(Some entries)

━━━━━━

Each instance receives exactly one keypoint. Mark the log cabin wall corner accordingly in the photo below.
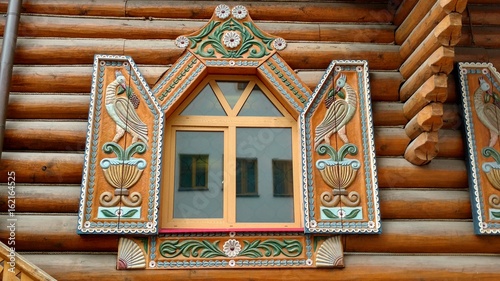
(424, 198)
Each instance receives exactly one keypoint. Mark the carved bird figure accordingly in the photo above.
(339, 112)
(123, 113)
(488, 113)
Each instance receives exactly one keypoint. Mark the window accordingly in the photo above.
(193, 169)
(282, 177)
(229, 144)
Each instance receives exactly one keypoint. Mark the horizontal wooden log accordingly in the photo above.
(429, 119)
(403, 11)
(480, 36)
(361, 11)
(399, 173)
(384, 86)
(433, 90)
(43, 198)
(58, 168)
(67, 136)
(482, 14)
(298, 55)
(419, 12)
(425, 204)
(66, 168)
(477, 54)
(139, 28)
(434, 17)
(446, 33)
(423, 148)
(423, 237)
(48, 106)
(291, 11)
(72, 267)
(51, 136)
(451, 144)
(56, 233)
(441, 61)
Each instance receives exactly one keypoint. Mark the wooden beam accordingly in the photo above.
(441, 61)
(399, 173)
(419, 12)
(437, 13)
(480, 36)
(47, 106)
(298, 55)
(482, 14)
(60, 168)
(446, 33)
(43, 198)
(56, 233)
(138, 28)
(433, 90)
(425, 204)
(66, 168)
(403, 11)
(429, 119)
(78, 266)
(423, 148)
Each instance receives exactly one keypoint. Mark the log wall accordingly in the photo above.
(426, 212)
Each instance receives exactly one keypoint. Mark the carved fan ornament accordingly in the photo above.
(480, 89)
(122, 168)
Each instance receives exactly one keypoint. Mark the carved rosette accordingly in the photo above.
(231, 34)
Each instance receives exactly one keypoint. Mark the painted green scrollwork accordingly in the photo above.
(348, 148)
(215, 40)
(254, 249)
(271, 247)
(138, 147)
(191, 248)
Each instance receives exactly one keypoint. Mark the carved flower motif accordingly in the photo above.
(341, 213)
(182, 42)
(231, 39)
(231, 248)
(239, 12)
(222, 11)
(279, 44)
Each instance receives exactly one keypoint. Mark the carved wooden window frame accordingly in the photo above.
(228, 125)
(231, 44)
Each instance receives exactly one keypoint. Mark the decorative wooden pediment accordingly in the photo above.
(339, 173)
(121, 174)
(480, 89)
(230, 43)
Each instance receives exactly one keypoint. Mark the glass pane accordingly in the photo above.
(258, 104)
(198, 174)
(246, 177)
(206, 104)
(266, 145)
(232, 90)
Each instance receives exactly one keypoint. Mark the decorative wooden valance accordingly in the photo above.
(480, 93)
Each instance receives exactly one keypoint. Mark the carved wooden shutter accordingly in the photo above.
(121, 173)
(339, 175)
(480, 89)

━━━━━━

**EXERCISE TASK**.
Could you update the entries above by replacing "keypoint" with "marker" wherever it occurs, changing nothing else? Leave the pictures out of your answer.

**THE SOLUTION**.
Each instance receives exactly one marker. Mark the log cabin wall corner accordingly in the photo below.
(424, 198)
Each instance receives exactly one marker. Mark the carved bird figure accordingly in the photo above.
(339, 112)
(123, 113)
(488, 113)
Each instance receives exactly one marker. Mark the window accordingly in the photo above.
(193, 169)
(282, 177)
(229, 144)
Each instance receives exactly one marker. Mark the horizontal wooden log accordingly in the photo above.
(429, 119)
(403, 11)
(480, 36)
(361, 11)
(399, 173)
(384, 86)
(433, 90)
(43, 198)
(58, 168)
(67, 136)
(482, 14)
(298, 55)
(419, 12)
(425, 204)
(66, 168)
(477, 54)
(139, 28)
(434, 17)
(446, 33)
(423, 148)
(423, 237)
(48, 106)
(291, 11)
(72, 267)
(51, 136)
(451, 144)
(56, 233)
(441, 61)
Each instance receives exactly one marker. Mark the wooden beam accordingly in the photo above.
(441, 61)
(399, 173)
(419, 12)
(437, 13)
(480, 36)
(47, 106)
(298, 55)
(482, 14)
(60, 168)
(446, 33)
(43, 198)
(56, 233)
(138, 28)
(433, 90)
(425, 204)
(66, 168)
(403, 11)
(429, 119)
(78, 266)
(423, 148)
Each instance receives exactly one marker. Mark the log wall accordingly in the photo above.
(426, 212)
Each instance receives exactly one marker. Mark the carved fan ornament accordingly in the photo above.
(480, 89)
(122, 168)
Each instance receives exactly one marker. Mark the carved rosette accordingly in the photo above.
(231, 34)
Each instance receives exactly one marker. Mark the painted green scrollwork accordingly in the photo above.
(348, 148)
(215, 40)
(254, 249)
(271, 247)
(138, 147)
(191, 248)
Each instance receives exactly one marker. Mark the carved flower motif accordingly in the photo above.
(341, 213)
(182, 42)
(231, 39)
(231, 248)
(239, 12)
(222, 11)
(279, 44)
Each instance receives exactly one marker. Mark the carved wooden window frame accordingly in the photo above.
(228, 125)
(231, 44)
Each instance receives exactly one marker. Mark the decorative wooden pediment accordingly in the photo above.
(339, 173)
(121, 174)
(480, 89)
(230, 43)
Each instance receives exactly one marker. Mark the glass pane accordingly in the photo above.
(258, 104)
(198, 174)
(246, 177)
(206, 104)
(266, 145)
(232, 90)
Each instance receives exactly one marker. Mark the decorative wooden valance accordingly in the photo above.
(480, 93)
Each instance receives exactly one marker. Mark the carved wooden shutter accordingly in the photo above.
(121, 173)
(339, 175)
(480, 89)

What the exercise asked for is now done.